--- START DATA EXCERPTS ---
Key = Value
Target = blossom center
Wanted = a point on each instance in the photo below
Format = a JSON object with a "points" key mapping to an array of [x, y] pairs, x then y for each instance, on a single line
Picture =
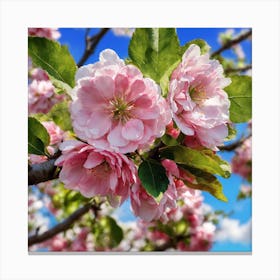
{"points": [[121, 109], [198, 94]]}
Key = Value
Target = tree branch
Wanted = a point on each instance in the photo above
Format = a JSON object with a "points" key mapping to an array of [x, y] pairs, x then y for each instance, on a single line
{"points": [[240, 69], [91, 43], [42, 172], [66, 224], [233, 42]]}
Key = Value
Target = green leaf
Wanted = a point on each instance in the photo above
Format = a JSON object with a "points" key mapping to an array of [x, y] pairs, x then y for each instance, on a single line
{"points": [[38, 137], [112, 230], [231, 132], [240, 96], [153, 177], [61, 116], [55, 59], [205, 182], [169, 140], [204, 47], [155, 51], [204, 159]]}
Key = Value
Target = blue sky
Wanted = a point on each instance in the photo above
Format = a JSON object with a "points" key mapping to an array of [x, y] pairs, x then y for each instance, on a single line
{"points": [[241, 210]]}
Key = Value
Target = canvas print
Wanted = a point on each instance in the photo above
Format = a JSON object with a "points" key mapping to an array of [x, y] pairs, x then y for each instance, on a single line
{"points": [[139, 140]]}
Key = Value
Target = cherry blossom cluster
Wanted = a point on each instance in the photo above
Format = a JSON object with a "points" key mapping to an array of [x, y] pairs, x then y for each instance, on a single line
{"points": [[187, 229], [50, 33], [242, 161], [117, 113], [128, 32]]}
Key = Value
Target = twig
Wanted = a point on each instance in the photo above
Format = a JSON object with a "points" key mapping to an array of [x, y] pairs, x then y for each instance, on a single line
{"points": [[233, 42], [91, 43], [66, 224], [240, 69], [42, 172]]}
--- END DATA EXCERPTS ---
All records must be output exactly as they are, except for the pictures, which are left out.

Key = Value
Target = blossom center
Wanted = a point on each instance in the photo below
Format = a JSON object with a "points" key mapping to an array of [x, y] pairs, x then y for each instance, on a single line
Picture =
{"points": [[121, 109], [198, 94]]}
Key = Value
Target = tree branch
Wanted = a point on each instance in the photo above
Format = a JSON object with a "points" key mapping to an array of [x, y] pairs, x then y for each instance, on a single line
{"points": [[240, 69], [91, 43], [42, 172], [66, 224], [233, 42]]}
Key = Value
Target = green leaf
Wanted = a point on each instance in the photo above
Format = a JSON object with a "points" key mapping to an array of [x, y] pairs, x then y for each instance, on a single line
{"points": [[38, 137], [112, 230], [231, 132], [240, 96], [153, 177], [61, 116], [55, 59], [205, 182], [169, 140], [204, 47], [155, 51], [204, 159]]}
Key = Value
Target = blue sky
Wanted = a point on each instance in the photo above
Format = a JSON object with a "points" key mapping to an array of [x, y] pairs, x then y for each instance, on a single line
{"points": [[241, 210]]}
Key = Value
Target = canvas print
Wanted = a point on each instance in the photo above
Format = a JSON object with a "points" key mapping to an array of [x, y] pairs, x then y for each instance, on a single line
{"points": [[139, 140]]}
Key = Value
Target = cherry blossom cluster
Wanted = a point on each instance in the photo above
Format = a JSON object with a "points" key mapping to an array of [x, y] pairs, x then y for each instance, on a single line
{"points": [[187, 229], [50, 33], [242, 161], [117, 113], [128, 32]]}
Key = Value
Target = twig
Wanted = a point on each instance in the photo above
Format = a JSON object with a "points" key mapping to an array of [x, y] pairs, x then y for each instance, on a single line
{"points": [[233, 42], [91, 43], [66, 224], [240, 69], [42, 172]]}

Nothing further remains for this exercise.